**Work request 1:**
From the news excerpt, extract the stretch from "The crime, which" through "investigate the case.".
**Work request 2:**
Answer these questions using the news excerpt.
(a) How old was Francisco Albornoz?
(b) In which Bogotá neighborhood was Sen. Miguel Uribe shot?
(c) How long did the June 7 hearing last?
**Work request 3:**
Decide whether each statement agrees with the news excerpt, and back each yes or no with a quotation from it.
(a) Ana Brnabić was Serbia's prime minister from 2017 to 2024.
(b) The Prosecutor's Office concluded that Albornoz died of a drug overdose.
(c) José Miguel Baeza is an Ecuadorian doctor.

López declared her candidacy four days before a gunman shot Sen. Miguel Uribe, a member of the opposition Democratic Center party who is seen as a probable presidential candidate, in the head during a rally in Bogotá’s Fontibón neighborhood.
She quickly condemned the shooting. López during an interview with the Washington Blade after the Victory Institute honored her called for an end to polarization in Colombia.
“We need to listen to each other again, we need to have a coffee with each other again, we need to touch each other’s skin,” she said.
López would be Colombia’s first female president if she wins. López would also become the third openly lesbian woman elected head of government — Jóhanna Sigurðardóttir was Iceland’s prime minister from 2009-2013 and Ana Brnabić was Serbia’s prime minister from 2017-2024.
Chile
Gay pharmacist’s murder sparks outrage in Chile
Francisco Albornoz’s body found in remote ravine on June 4

The latest revelations about the tragic death of Francisco Albornoz, a 21-year-old gay pharmacist whose body was found on June 4 in a remote ravine in the O’Higgins region 12 days after he disappeared, has left Chile’s LGBTQ community shocked.
The crime, which was initially surrounded by uncertainty and contradictory theories, has taken a darker and more shocking turn after prosecutors charged Christian González, an Ecuadorian doctor, and José Miguel Baeza, a Chilean chef, in connection with Albornoz’s murder. González and Baeza are in custody while authorities continue to investigate the case.
The Chilean Public Prosecutor’s Office has pointed to a premeditated “criminal plan” to murder Albornoz.
Rossana Folli, the prosecutor who is in charge of the case, says Albornoz died as a a result of traumatic encephalopathy after receiving multiple blows to the head inside an apartment in Ñuñoa, which is just outside of Santiago, the Chilean capital, early on May 24. The Prosecutor’s Office has categorically ruled out that Albornoz died of a drug overdose, as initial reports suggested.
“The fact that motivates and leads to the unfortunate death of Francisco is part of a criminal plan of the two defendants, aimed at ensuring his death and guaranteeing total impunity,” Folli told the court. “The seriousness of the facts led the judge to decree preventive detention for both defendants on the grounds that their freedom represents a danger to public safety.”
Prosecutors during a June 7 hearing that lasted almost eight hours presented conservations from the suspects’ cell phones that they say showed they planned the murder in advance.
“Here we already have one (for Albornoz.) If you bring chloroform, drugs, marijuana, etc.,” read one of the messages.
Security cameras captured the three men entering the apartment where the murder took place together.
Hours later, one of the suspects left with a suitcase and a shopping cart to transport Albornoz’s body, which had been wrapped in a sleeping bag. The route they followed to dispose of the body included a stop to buy drinks, potato chips, gloves, and a rope with which they finally descended a ravine to hide it.

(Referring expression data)
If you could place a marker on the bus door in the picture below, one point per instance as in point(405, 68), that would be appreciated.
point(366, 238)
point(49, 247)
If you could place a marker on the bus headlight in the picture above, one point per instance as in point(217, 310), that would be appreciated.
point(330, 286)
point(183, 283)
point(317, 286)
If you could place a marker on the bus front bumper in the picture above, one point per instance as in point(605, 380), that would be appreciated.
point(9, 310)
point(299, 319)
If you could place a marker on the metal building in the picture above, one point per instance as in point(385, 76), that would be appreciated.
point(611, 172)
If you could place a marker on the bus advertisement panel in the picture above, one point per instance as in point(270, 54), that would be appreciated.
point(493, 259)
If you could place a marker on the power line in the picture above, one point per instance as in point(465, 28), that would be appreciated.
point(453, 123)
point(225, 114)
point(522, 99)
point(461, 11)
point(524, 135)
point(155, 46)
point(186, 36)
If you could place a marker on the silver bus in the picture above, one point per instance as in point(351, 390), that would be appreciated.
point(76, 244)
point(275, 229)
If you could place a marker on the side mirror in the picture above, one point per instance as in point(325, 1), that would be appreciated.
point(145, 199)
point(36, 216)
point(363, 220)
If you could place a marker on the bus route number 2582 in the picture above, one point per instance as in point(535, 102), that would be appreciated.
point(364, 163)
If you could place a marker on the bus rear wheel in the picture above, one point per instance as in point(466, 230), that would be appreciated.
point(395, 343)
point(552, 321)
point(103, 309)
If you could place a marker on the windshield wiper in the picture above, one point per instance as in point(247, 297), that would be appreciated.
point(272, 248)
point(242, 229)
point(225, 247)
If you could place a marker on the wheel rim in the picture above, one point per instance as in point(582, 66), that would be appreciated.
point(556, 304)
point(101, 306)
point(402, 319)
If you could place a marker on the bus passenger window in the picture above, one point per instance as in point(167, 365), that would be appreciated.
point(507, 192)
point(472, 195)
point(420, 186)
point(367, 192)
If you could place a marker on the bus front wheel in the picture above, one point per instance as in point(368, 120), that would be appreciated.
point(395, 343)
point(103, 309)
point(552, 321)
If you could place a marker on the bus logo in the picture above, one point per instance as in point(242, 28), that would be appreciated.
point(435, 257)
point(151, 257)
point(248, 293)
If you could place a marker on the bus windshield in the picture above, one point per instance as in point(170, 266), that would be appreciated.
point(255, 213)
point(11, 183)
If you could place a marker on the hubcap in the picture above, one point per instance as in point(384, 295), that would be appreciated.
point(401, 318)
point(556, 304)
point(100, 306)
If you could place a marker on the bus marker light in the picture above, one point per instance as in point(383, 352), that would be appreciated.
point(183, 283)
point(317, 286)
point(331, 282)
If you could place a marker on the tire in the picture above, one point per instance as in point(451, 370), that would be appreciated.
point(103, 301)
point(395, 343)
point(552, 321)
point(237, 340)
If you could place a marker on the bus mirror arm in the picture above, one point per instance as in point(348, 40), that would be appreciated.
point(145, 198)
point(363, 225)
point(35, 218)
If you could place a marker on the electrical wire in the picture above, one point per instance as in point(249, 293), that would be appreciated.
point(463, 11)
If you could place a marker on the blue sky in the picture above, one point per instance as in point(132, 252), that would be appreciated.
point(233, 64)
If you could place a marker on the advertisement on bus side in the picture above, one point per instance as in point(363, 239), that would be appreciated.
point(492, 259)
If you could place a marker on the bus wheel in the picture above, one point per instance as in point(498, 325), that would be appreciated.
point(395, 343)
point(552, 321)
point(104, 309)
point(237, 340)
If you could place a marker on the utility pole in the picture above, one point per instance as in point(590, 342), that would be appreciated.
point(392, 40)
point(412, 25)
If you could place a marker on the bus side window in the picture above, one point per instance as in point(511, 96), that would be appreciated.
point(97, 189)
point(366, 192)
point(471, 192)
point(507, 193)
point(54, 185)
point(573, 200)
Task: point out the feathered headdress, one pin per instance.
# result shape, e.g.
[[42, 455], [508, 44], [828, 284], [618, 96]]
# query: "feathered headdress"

**Response area 1:**
The crime, which was initially surrounded by uncertainty and contradictory theories, has taken a darker and more shocking turn after prosecutors charged Christian González, an Ecuadorian doctor, and José Miguel Baeza, a Chilean chef, in connection with Albornoz’s murder. González and Baeza are in custody while authorities continue to investigate the case.

**Response area 2:**
(a) 21 years old
(b) Fontibón
(c) Almost eight hours

**Response area 3:**
(a) Yes: "Ana Brnabić was Serbia’s prime minister from 2017-2024"
(b) No: "The Prosecutor’s Office has categorically ruled out that Albornoz died of a drug overdose"
(c) No: "Christian González, an Ecuadorian doctor, and José Miguel Baeza, a Chilean chef"